Job
Reproduce each of the following rows verbatim, keeping every character, space, and line break unchanged.

Data entries
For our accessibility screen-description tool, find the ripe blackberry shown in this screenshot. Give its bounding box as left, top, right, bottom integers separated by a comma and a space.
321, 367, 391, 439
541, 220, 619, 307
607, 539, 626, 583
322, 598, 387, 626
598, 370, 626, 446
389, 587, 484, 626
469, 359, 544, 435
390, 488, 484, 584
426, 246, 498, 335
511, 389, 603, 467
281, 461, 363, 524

Result below
For our accessibility screen-description tool, find the ripe blackberry shown in this screenshot. Give its bounding box as left, top, right, bottom integers separated by a comma and a space.
321, 367, 391, 439
541, 220, 619, 307
607, 539, 626, 583
322, 598, 387, 626
598, 370, 626, 446
389, 587, 484, 626
469, 359, 544, 435
390, 488, 484, 584
426, 246, 498, 335
511, 389, 603, 467
281, 461, 363, 524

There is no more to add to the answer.